EXTRAIT FOURNI »
Récemment John Kerry, ex candidat aux présidentielles face à Bush, et aujourd'hui président de la commission des affaires étrangères du Sénat et l'ambassadrice Anne W. Patterson ont rencontré trois hauts responsables du Parti de la justice et de la liberté (Frères musulmans) égyptien, Essam El-Erian, Mohamed Saad Katani et Mohamed Morsi à Washington le 10 décembre dernier. Selon l'administration Obama il s'agirait là d'une nouvelle forme de Realpolitik comme lorsque Reagan a engagé des négociations avec l'URSS sur la course aux armements. Ce renversement d'alliance s'est d'ailleurs illustré lundi dernier lorsque les Etats-Unis ont adressé un ultimatum au gouvernement militaire au sujet des perquisitions chez les ONG pro-occidentales.

 

En réalité le chemin pour le rapprochement avec les Frères musulmans égyptiens avait été balisé dès le mois de février par le directeur du Renseignement national (National Intelligence) James Clapper, qui, devant la Commission du renseignement de la chambre des représentants, avait présenté les Frères musulmans comme un "groupe hétérogène", "largement laïque", et qui refusait la violence.

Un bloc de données
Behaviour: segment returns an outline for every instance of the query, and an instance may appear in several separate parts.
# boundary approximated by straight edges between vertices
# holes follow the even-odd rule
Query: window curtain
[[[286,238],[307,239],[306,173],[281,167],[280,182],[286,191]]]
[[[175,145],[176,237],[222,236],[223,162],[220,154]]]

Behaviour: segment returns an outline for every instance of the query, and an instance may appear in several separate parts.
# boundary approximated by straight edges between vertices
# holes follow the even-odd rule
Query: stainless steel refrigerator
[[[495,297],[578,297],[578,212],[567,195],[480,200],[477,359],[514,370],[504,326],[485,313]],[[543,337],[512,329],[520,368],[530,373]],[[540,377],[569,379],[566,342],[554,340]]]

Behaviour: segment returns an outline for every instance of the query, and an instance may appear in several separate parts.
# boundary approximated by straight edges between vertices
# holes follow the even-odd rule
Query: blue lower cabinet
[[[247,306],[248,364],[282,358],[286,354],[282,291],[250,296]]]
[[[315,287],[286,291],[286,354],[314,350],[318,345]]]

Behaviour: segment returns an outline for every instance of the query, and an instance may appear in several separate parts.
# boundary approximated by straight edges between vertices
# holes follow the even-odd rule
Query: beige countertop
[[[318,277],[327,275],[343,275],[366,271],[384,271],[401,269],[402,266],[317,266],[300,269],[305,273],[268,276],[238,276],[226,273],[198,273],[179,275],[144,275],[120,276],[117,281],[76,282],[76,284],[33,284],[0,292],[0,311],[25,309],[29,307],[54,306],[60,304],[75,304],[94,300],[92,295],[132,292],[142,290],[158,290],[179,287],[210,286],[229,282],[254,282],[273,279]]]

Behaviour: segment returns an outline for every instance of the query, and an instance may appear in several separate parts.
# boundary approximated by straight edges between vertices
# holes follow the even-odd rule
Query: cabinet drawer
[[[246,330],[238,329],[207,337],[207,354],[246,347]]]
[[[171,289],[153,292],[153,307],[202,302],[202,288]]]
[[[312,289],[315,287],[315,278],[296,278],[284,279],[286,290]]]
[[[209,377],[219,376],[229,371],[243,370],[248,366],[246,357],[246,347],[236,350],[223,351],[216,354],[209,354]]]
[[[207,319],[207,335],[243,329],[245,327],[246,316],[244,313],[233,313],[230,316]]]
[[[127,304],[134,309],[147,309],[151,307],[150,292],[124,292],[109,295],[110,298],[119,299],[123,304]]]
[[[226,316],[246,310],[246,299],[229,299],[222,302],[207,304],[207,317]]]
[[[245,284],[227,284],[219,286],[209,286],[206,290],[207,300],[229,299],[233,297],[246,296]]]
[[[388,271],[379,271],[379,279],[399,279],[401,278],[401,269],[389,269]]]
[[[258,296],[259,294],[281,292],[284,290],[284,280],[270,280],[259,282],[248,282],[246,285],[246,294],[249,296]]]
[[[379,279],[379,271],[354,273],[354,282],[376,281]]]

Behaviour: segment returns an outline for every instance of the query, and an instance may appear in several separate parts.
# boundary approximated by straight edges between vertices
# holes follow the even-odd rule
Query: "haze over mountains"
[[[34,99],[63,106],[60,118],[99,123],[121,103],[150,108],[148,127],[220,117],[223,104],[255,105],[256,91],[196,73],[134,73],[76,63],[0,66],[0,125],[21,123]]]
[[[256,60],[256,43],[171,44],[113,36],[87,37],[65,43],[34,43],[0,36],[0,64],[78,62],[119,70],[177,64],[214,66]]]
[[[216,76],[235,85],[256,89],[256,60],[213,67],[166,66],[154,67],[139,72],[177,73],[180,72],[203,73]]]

TRAVAIL À FAIRE »
[1] D'après l'extrait sur le rapprochement entre Washington et les Frères musulmans, comment James Clapper avait-il préparé le terrain à ce rapprochement ? Répondez en une à trois phrases.
[2] Recopiez le passage de l'extrait fourni compris entre « En réalité le » et « refusait la violence. », bornes incluses.

RÉPONSES FINALES »
[1] Dès le mois de février, devant la Commission du renseignement de la Chambre des représentants, James Clapper avait présenté les Frères musulmans comme un « groupe hétérogène », « largement laïque », qui refusait la violence. C'est ainsi que le chemin vers le rapprochement avait été balisé.

[2]
En réalité le chemin pour le rapprochement avec les Frères musulmans égyptiens avait été balisé dès le mois de février par le directeur du Renseignement national (National Intelligence) James Clapper, qui, devant la Commission du renseignement de la chambre des représentants, avait présenté les Frères musulmans comme un "groupe hétérogène", "largement laïque", et qui refusait la violence.